§ GOAL OF THE EXERCISE: Write out exactly the lines running from the line that includes "tree in the picture above." to the end of the data, both ends included, and nothing besides.

§ GIVEN DATA:

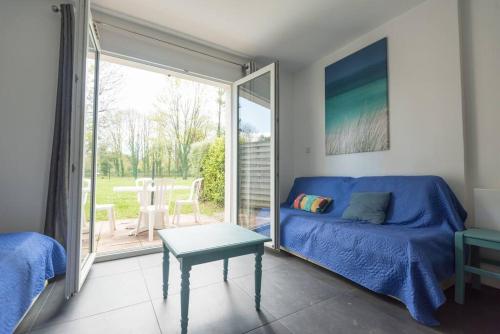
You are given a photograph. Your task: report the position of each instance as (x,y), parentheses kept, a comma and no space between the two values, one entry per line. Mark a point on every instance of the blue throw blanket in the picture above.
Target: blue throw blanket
(407,257)
(27,260)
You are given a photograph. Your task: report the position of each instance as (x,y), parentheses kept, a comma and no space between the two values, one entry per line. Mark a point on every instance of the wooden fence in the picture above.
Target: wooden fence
(255,175)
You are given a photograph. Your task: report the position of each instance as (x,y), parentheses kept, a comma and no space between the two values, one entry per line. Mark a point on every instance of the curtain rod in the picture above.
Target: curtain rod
(244,66)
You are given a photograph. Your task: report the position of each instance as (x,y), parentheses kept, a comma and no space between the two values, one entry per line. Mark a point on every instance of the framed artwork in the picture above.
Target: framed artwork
(356,102)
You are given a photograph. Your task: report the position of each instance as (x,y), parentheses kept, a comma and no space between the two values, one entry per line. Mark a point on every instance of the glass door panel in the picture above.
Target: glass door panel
(256,155)
(88,158)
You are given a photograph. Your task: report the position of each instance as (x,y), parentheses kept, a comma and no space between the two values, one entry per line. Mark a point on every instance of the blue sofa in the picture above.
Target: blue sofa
(406,257)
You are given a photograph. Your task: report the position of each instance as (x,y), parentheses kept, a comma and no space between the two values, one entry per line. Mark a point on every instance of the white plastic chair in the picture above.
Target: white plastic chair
(110,208)
(193,200)
(140,182)
(163,189)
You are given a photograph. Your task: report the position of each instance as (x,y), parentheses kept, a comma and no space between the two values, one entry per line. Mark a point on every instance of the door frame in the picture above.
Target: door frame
(273,69)
(76,273)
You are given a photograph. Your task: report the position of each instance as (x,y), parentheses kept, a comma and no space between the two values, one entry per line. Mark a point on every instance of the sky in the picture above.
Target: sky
(140,89)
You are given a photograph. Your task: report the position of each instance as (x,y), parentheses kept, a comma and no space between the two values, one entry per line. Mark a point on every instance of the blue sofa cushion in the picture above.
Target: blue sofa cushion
(369,207)
(407,257)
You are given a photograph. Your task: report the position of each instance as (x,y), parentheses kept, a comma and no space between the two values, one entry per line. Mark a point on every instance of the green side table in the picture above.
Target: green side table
(200,244)
(478,238)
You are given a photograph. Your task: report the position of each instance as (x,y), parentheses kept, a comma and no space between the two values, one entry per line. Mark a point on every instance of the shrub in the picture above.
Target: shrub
(198,152)
(212,171)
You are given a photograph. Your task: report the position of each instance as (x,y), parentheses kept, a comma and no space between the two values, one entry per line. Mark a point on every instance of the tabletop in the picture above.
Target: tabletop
(483,234)
(194,240)
(123,189)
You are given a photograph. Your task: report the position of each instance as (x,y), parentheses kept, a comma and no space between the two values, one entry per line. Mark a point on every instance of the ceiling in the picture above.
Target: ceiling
(295,32)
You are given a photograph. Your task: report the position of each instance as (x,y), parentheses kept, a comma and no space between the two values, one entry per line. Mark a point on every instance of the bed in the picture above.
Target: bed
(27,261)
(407,257)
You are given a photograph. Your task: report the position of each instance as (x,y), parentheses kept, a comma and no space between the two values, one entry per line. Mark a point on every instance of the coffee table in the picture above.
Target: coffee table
(201,244)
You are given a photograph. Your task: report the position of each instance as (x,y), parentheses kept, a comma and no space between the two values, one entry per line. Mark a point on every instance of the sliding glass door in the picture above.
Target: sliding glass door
(81,245)
(255,158)
(87,220)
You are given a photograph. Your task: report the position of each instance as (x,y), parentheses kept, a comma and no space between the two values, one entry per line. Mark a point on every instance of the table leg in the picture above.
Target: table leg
(184,296)
(459,268)
(151,224)
(258,275)
(166,267)
(226,262)
(476,262)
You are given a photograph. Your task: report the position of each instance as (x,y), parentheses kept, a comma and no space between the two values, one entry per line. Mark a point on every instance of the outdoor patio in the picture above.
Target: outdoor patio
(120,240)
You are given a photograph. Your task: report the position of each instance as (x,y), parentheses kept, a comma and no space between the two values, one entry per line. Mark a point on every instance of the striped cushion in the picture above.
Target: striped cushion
(311,203)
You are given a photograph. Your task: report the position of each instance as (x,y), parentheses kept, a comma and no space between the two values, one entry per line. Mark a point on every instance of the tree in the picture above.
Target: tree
(133,140)
(221,102)
(179,111)
(110,119)
(212,170)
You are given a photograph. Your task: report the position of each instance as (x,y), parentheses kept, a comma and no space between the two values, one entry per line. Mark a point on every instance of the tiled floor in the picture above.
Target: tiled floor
(125,296)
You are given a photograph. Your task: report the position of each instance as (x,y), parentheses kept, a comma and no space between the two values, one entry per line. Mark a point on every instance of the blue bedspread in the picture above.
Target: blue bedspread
(407,257)
(27,260)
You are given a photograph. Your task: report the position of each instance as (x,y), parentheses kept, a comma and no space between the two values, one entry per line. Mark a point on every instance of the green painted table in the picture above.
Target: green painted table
(478,238)
(201,244)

§ THE SOLUTION:
You are given a photograph. Your task: report the position of each instance as (x,y), parentheses kept, a comma and no space between the two values, one entry per line. Mark a point on every instance of the tree in the picture above.
Target: tree
(133,140)
(221,102)
(179,111)
(110,119)
(212,170)
You are given a photograph. Your task: report the position of each instance as (x,y), parentheses kept, a comma and no space between the two values, one entry per line. Mark a point on every instance of the tiled floor in the picture above.
Target: tiled floor
(125,296)
You are given a photograph. Your task: report the position of each instance as (x,y), parentheses kept, a comma and no space between the two values, one entry per line. Mark a point on every instance of the blue bedspread in the picture above.
Target: blue bedspread
(407,257)
(27,260)
You are given a photograph. Your task: report the position of each instance as (x,y), parentheses kept, a comma and no space between the two values, one entry per line. Mark a point on every instance of the green painted table in the picture above.
Target: green painted table
(478,238)
(201,244)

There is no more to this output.